The PEN Ten is PEN America’s weekly interview series. This week, Lily Philpott speaks with Angie Cruz, author of Dominicana (Flatiron Books, 2019).

Angie Cruz, PEN Ten

Photo by Erika Morillo

1. What was the first book or piece of writing that had a profound impact on you?
The first book that comes to mind is Dubliners. There was one story in particular I read when I was in high school, “Eveline,” that lingered in me for years. I was not the best student back then, but the books assigned in class, I did read. This question prompted me to reread the story and its impact on my most recent novel, Dominicana, is clear. Like my teen protagonist, Ana, in [James] Joyce’s story, Eveline also spends her time looking out the window taking account of the avenue and how it’s changing. She is deliberating if she should run away with Frank, leaving everything she knows to this “distant unknown country” or stick around at home because “now that she was about to leave it (home) she did not find it a wholly undesirable life.” I also spent countless hours looking out windows onto Broadway knowing that one day I would run away to a distant unknown country. But in my case, the most distant unknown was art and writing.

2. How does your writing navigate truth? What is the relationship between truth and fiction?
My novel, Dominicana, was inspired by my mother’s story. She immigrated to the United States in the ’70s and was married off to a man twice her age by her parents who had hoped the marriage would secure visas for all the family. This was a “true” story told countless times in some version throughout my formative years, and when I asked questions to deepen my understanding of that experience, it exposed all kinds of incoherence. For me to write is to work through what vexes and puzzles me. It’s a simultaneous weaving and mapping and also unraveling that exposes the contradictions in any given story. While researching for the novel, I asked the same questions from the same cast of characters and always got a new version of what had happened.


“Writing nuanced and complicated characters is already an act of resistance against the stereotypes in the entertainment and corporate culture.”


3. What does your creative process look like? How do you maintain momentum and remain inspired?

(Collection entries)
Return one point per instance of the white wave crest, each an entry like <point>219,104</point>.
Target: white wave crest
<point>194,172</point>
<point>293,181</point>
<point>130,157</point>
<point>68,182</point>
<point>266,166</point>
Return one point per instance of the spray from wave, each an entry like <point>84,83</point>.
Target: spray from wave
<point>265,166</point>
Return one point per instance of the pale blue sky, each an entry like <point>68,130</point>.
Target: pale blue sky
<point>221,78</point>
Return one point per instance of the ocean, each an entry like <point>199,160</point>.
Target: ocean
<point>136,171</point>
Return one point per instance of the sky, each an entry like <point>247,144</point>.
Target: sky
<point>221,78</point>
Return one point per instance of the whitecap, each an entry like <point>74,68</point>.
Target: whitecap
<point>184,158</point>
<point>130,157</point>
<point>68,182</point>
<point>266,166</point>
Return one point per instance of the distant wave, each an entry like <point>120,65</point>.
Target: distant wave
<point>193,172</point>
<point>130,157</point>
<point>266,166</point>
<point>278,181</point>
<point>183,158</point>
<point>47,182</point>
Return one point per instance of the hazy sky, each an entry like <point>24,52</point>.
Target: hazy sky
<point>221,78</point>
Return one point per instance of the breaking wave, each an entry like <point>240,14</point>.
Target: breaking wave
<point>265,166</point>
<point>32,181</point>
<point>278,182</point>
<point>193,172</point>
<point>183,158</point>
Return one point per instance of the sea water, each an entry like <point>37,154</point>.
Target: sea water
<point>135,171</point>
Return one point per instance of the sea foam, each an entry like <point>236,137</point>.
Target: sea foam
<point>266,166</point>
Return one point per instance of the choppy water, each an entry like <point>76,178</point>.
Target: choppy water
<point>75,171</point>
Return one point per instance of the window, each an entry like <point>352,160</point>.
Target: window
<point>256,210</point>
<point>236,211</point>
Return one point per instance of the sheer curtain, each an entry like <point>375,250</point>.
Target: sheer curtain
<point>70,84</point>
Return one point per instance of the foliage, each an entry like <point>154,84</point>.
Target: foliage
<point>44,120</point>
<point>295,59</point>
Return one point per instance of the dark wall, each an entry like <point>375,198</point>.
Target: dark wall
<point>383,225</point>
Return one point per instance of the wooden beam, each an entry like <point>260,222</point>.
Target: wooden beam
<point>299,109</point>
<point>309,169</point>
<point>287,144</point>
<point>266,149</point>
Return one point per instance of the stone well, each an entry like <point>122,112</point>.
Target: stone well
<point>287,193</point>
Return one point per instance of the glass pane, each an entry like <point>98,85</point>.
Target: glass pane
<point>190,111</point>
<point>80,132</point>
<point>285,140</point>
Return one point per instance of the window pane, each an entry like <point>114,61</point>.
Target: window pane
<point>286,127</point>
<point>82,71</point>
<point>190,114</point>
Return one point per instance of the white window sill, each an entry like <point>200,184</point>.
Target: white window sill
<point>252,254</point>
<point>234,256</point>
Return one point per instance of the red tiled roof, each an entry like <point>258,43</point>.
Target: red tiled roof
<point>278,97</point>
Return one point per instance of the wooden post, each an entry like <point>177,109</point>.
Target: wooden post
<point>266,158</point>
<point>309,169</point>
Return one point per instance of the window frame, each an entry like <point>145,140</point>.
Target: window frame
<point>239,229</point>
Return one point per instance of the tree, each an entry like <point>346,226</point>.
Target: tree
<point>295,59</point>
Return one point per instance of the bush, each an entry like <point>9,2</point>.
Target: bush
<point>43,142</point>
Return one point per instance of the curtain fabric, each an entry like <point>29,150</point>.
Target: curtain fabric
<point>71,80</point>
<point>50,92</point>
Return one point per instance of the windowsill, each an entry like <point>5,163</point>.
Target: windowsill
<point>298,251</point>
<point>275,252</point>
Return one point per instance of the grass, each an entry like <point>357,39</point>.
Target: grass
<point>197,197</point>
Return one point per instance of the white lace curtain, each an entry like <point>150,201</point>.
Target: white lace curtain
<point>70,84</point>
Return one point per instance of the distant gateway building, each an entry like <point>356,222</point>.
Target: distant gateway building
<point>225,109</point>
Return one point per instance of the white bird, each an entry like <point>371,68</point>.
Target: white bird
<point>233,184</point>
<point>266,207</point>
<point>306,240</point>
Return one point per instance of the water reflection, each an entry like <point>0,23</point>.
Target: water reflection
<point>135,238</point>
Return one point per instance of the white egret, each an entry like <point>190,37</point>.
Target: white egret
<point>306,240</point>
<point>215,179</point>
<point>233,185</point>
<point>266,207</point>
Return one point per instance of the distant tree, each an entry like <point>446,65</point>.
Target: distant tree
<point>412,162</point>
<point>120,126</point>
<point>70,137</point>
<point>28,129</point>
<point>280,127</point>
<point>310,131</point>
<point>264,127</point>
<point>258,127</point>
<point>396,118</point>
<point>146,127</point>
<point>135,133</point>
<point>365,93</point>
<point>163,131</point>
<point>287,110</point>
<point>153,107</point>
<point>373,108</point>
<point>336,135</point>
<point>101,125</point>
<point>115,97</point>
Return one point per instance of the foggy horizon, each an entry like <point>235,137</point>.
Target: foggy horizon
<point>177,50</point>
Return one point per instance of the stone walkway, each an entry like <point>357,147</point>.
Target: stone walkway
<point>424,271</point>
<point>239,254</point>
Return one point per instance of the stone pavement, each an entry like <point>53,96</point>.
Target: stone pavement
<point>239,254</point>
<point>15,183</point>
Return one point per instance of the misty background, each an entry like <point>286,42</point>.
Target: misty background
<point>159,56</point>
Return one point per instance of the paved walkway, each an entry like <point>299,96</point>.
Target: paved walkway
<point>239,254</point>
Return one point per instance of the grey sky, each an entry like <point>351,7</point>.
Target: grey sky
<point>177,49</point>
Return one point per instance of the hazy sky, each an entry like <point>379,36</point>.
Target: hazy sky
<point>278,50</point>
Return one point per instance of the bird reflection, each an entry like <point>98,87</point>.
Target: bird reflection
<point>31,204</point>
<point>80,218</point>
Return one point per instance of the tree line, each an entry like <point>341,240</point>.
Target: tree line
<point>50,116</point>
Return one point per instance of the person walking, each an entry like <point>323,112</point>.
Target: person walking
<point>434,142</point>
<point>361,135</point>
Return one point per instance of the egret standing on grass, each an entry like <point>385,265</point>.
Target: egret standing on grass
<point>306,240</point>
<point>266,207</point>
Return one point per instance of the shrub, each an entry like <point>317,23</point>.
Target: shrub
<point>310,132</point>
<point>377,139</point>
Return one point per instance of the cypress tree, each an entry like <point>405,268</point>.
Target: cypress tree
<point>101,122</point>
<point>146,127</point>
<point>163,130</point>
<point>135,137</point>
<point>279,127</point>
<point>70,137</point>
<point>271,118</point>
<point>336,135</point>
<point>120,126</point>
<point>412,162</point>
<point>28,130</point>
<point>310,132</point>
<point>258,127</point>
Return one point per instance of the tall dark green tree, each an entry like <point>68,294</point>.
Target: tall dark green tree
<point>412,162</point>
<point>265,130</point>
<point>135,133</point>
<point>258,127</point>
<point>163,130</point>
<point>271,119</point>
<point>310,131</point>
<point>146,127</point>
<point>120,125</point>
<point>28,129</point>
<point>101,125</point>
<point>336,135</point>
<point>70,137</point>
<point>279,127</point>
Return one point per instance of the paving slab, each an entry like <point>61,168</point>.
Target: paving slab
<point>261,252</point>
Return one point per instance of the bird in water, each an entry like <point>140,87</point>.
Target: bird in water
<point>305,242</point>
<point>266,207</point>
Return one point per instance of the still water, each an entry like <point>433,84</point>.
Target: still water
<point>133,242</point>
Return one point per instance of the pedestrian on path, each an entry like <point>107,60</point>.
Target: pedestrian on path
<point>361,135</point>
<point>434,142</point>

■ **List of tasks**:
A – In the interview with Angie Cruz, which book does she name as the first that had a profound impact on her?
B – In the stretch of the interview from "2. How does" through "what had happened.", rename "novel" as "book" and write the passage out again.
C – Write what comes next in the Angie Cruz interview, picking up after its last line.

■ **The answers**:
A – Dubliners

B –
2. How does your writing navigate truth? What is the relationship between truth and fiction?
My book, Dominicana, was inspired by my mother’s story. She immigrated to the United States in the ’70s and was married off to a man twice her age by her parents who had hoped the marriage would secure visas for all the family. This was a “true” story told countless times in some version throughout my formative years, and when I asked questions to deepen my understanding of that experience, it exposed all kinds of incoherence. For me to write is to work through what vexes and puzzles me. It’s a simultaneous weaving and mapping and also unraveling that exposes the contradictions in any given story. While researching for the book, I asked the same questions from the same cast of characters and always got a new version of what had happened.

C –
My creative process looks like having lots of projects going at the same time. It’s fueled with a sense of urgency, thinking “if I don’t do it, who will,” and so I carve out the time between mothering, teaching, editing a literary journal, Aster(ix), etc.—there never seems to be enough time in the day to write. I stay inspired by reading and playing with other genres. For example, I just took a playwriting class with Quiara Hudes to think about what my ideas for fiction would look like in theater. Or I like to collaborate. For example, I am working with a composer, Eric Moe, on a multi-media piece. Meanwhile, alongside those projects, I work on my novels. For my forthcoming novel, I am writing a lot of it on my phone while I’m traveling on planes, trains, and buses.

4. What is one book or piece of writing by a Latinx author you love that readers might not know about?
Three Latinx writers I have recently read and love are Carolina de Robertis’ Cantoras, Jaquira Diaz’s Ordinary Girls, and Myriam Gurba’s Mean.

Dominicana by Angie Cruz5. How can writers affect resistance movements? 
Writing nuanced and complicated characters is already an act of resistance against the stereotypes in the entertainment and corporate culture. With other writers, I’ve been in multiple efforts and conversations steering away from the exceptionalism and individualistic culture often exercised in the literary industry and instead prioritizing and encouraging community and movement building so we can use our public platforms to address some of the bigger issues that impact us all, like inequity, sexism, the climate crisis, and the treatment of immigrants on the border.

6. What is your favorite bookstore, or library?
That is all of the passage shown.